→ **Set exercise**: Write out the data below in full, unchanged, minus the images.

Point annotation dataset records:
((

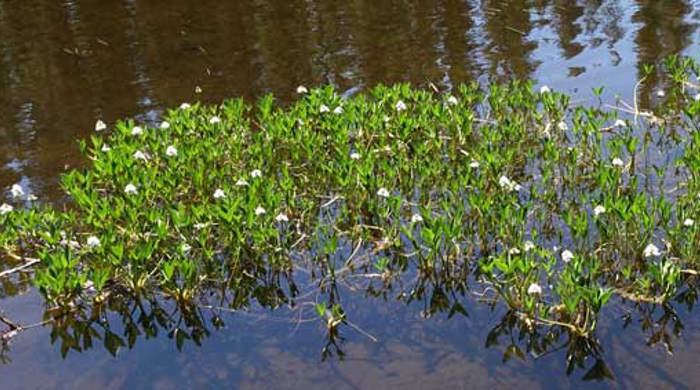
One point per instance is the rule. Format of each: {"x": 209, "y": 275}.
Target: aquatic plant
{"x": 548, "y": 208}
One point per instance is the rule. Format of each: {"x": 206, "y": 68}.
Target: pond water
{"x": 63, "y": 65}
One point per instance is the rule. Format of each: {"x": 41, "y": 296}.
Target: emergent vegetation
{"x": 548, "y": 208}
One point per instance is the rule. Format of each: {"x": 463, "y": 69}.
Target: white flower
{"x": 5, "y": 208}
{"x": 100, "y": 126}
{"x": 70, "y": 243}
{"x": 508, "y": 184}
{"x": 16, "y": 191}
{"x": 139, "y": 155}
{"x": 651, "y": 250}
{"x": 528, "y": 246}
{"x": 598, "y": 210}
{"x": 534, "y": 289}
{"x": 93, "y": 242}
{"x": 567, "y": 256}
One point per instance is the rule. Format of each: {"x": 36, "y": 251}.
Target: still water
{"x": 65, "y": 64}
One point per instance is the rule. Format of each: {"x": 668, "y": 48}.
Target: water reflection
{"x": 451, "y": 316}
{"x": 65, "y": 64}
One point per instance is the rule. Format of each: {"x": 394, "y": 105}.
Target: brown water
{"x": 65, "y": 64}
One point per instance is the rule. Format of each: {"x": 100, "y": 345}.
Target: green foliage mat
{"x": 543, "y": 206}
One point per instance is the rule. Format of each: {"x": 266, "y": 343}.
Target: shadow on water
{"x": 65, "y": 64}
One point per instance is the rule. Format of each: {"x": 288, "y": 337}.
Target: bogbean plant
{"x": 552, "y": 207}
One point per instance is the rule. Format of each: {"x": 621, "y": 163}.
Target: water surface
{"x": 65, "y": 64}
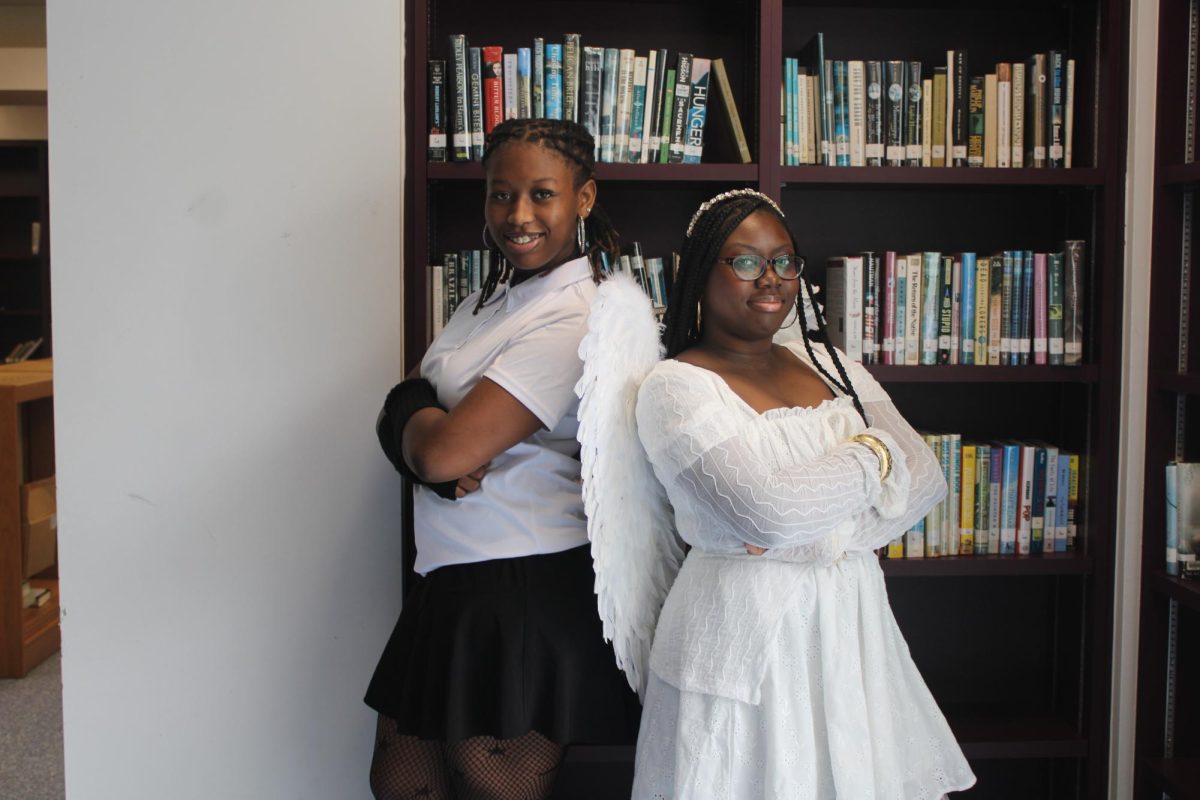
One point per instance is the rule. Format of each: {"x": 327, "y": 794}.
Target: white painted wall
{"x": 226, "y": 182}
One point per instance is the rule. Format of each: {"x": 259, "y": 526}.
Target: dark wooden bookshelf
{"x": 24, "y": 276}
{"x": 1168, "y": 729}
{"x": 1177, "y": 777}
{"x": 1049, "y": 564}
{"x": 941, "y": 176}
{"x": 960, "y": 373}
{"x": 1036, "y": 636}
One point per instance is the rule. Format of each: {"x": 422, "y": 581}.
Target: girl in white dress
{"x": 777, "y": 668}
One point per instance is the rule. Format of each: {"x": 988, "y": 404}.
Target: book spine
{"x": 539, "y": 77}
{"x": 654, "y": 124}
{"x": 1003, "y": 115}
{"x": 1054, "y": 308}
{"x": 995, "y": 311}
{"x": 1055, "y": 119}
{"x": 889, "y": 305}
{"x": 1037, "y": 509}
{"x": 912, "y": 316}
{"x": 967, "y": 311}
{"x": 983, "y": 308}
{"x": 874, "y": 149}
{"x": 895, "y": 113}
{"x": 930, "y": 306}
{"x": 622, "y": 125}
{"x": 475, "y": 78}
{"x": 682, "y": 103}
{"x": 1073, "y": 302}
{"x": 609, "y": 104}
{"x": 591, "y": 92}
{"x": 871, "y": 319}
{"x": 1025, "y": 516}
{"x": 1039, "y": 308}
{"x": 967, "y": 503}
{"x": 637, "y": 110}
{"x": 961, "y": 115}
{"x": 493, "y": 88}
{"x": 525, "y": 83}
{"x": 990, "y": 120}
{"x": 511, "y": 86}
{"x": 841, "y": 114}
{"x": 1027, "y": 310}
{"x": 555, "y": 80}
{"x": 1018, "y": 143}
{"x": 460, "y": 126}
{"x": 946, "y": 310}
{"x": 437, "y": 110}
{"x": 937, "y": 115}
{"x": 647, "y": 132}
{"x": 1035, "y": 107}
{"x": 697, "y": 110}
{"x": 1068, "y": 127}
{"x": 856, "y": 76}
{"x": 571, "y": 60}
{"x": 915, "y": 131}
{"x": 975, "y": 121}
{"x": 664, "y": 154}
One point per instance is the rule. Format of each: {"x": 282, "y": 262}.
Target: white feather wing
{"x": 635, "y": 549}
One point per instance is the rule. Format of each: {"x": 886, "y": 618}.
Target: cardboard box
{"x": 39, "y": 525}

))

→ **Response to the exercise**:
One point per instance is the rule. Format of each: {"x": 209, "y": 275}.
Target: aquatic plant
{"x": 548, "y": 208}
One point per instance is the rule. Format of each: {"x": 206, "y": 68}.
Target: pond water
{"x": 63, "y": 65}
One point per instance is the rule. Format of each: {"x": 41, "y": 296}.
Target: emergent vegetation
{"x": 548, "y": 208}
One point per instance is the rule. Format of each: {"x": 463, "y": 69}.
Target: white flower
{"x": 5, "y": 208}
{"x": 100, "y": 126}
{"x": 70, "y": 243}
{"x": 508, "y": 184}
{"x": 16, "y": 191}
{"x": 139, "y": 155}
{"x": 651, "y": 250}
{"x": 528, "y": 246}
{"x": 598, "y": 210}
{"x": 534, "y": 289}
{"x": 93, "y": 242}
{"x": 567, "y": 256}
One point per instance is the rule. Format of each: {"x": 36, "y": 251}.
Target: still water
{"x": 65, "y": 64}
One point per instance is the rule. Format of each: {"x": 668, "y": 48}.
Target: water reflection
{"x": 451, "y": 316}
{"x": 65, "y": 64}
One point per instance is the rule. Format of each: {"x": 394, "y": 105}.
Target: brown water
{"x": 65, "y": 64}
One point per instance is the rule. Format of each: {"x": 100, "y": 345}.
Target: green foliage mat
{"x": 543, "y": 206}
One point per instance is the rule. Format of each: {"x": 266, "y": 343}.
Target: shadow on water
{"x": 65, "y": 64}
One point per instance is the rule. Format of each: {"x": 288, "y": 337}.
Target: bogbean plant
{"x": 552, "y": 207}
One point per instance is the rule. Format of each: {"x": 621, "y": 163}.
Target: water surface
{"x": 65, "y": 64}
One point per instance is the rule. Format of each: {"x": 327, "y": 794}.
Target: white painted wall
{"x": 226, "y": 182}
One point per instance is the rule. Format of each: {"x": 259, "y": 526}.
Target: dark wooden bookshelf
{"x": 24, "y": 276}
{"x": 1168, "y": 729}
{"x": 1177, "y": 777}
{"x": 1049, "y": 564}
{"x": 941, "y": 176}
{"x": 960, "y": 373}
{"x": 1036, "y": 636}
One point per instance is the rule. Format of each: {"x": 422, "y": 581}.
Target: girl in white dress
{"x": 777, "y": 668}
One point per instance is the rule. Format of each: {"x": 988, "y": 404}.
Target: book spine
{"x": 539, "y": 77}
{"x": 654, "y": 124}
{"x": 1003, "y": 115}
{"x": 1054, "y": 308}
{"x": 995, "y": 311}
{"x": 1055, "y": 119}
{"x": 889, "y": 305}
{"x": 1037, "y": 509}
{"x": 912, "y": 316}
{"x": 967, "y": 311}
{"x": 983, "y": 308}
{"x": 874, "y": 149}
{"x": 895, "y": 113}
{"x": 930, "y": 306}
{"x": 622, "y": 125}
{"x": 475, "y": 78}
{"x": 682, "y": 103}
{"x": 1073, "y": 302}
{"x": 609, "y": 104}
{"x": 591, "y": 92}
{"x": 871, "y": 319}
{"x": 1025, "y": 516}
{"x": 1039, "y": 308}
{"x": 967, "y": 503}
{"x": 637, "y": 110}
{"x": 961, "y": 115}
{"x": 493, "y": 88}
{"x": 525, "y": 83}
{"x": 990, "y": 120}
{"x": 511, "y": 86}
{"x": 841, "y": 114}
{"x": 1027, "y": 310}
{"x": 555, "y": 80}
{"x": 1018, "y": 143}
{"x": 460, "y": 126}
{"x": 946, "y": 310}
{"x": 437, "y": 110}
{"x": 937, "y": 115}
{"x": 647, "y": 132}
{"x": 1035, "y": 107}
{"x": 697, "y": 110}
{"x": 1068, "y": 127}
{"x": 856, "y": 76}
{"x": 571, "y": 60}
{"x": 915, "y": 131}
{"x": 975, "y": 121}
{"x": 664, "y": 154}
One point per instance is the rule. Format of each: {"x": 282, "y": 262}.
Target: white feather wing
{"x": 635, "y": 549}
One point per instance is the rule. Format of each: {"x": 886, "y": 618}.
Target: cardboard box
{"x": 39, "y": 525}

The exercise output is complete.